Position identification records
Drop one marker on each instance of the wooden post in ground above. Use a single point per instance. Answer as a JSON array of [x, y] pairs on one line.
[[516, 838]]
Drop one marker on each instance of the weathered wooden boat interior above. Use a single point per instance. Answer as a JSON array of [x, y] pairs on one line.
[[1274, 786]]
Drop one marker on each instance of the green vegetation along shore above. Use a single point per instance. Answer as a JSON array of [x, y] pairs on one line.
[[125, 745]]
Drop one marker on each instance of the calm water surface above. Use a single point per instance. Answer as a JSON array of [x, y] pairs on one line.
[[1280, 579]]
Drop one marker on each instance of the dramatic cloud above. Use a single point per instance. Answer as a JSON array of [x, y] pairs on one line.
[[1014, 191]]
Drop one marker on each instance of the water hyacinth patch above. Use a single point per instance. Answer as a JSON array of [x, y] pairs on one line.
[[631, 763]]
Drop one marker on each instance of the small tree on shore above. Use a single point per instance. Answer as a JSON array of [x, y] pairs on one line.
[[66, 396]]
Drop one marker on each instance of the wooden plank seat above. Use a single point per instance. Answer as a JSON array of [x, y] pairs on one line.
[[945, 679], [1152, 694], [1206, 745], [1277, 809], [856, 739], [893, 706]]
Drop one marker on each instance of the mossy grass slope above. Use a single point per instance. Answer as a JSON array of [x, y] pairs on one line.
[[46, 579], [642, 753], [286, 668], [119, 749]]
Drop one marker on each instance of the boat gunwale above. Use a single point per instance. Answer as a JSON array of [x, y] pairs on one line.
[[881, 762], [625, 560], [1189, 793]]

## Given task
Copy every one of the entries above word for word, keeping each on its own line.

## Problem solution
Drop one marker on each instance of the wooden post in ground above. Use a single point per instance. Answer as a JSON array of [x, y] pairs on one line.
[[516, 838]]
Drop one marker on each instance of the weathered wooden boat interior above. Use a single point per instance. Answer as a JSON array of [x, y] pairs on one line.
[[1274, 786]]
Drop one marker on each instance of the green vegetation along shore above. Use a single point per instance. Answer as a JSON array of [x, y] pairs on one line.
[[125, 745]]
Drop one marker on each instance of the calm water surface above. Use a single point per instance. Answer as a JSON array of [x, y] pairs on one line.
[[1280, 579]]
Drop one marker on each instance of the dramatic cloud above. Use a single point per instance. Answer as a JSON array of [x, y] pairs on one line.
[[1014, 191]]
Drop one marker on each instance of the water hyacinth patch above. Use a single point per instance. Answer as a JSON array of [x, y] pairs on one line.
[[631, 763]]
Drop one marker on each instance of the small tree on shore above. Use a single point per instance. Answer as a JSON array of [x, y] pairs on one line.
[[66, 396]]
Drop one marker on each instance of the wooden plank seat above. Use a single point per instance. Answer as a JSON array of [x, y] pairs on one line.
[[945, 679], [1152, 694], [1206, 745], [1277, 809], [856, 739], [893, 706]]
Drop one marker on each instance of the mossy grass slope above. Use a single point per instance. Answer as a JSON array of [x, y] pairs on one line.
[[46, 579], [642, 753], [286, 668], [119, 749]]
Drop one marker on each instance of the boat gunwale above. Use a single point per instance. Answer as a JSON array of [x, y] pairs on one line.
[[881, 762], [625, 560], [1189, 793]]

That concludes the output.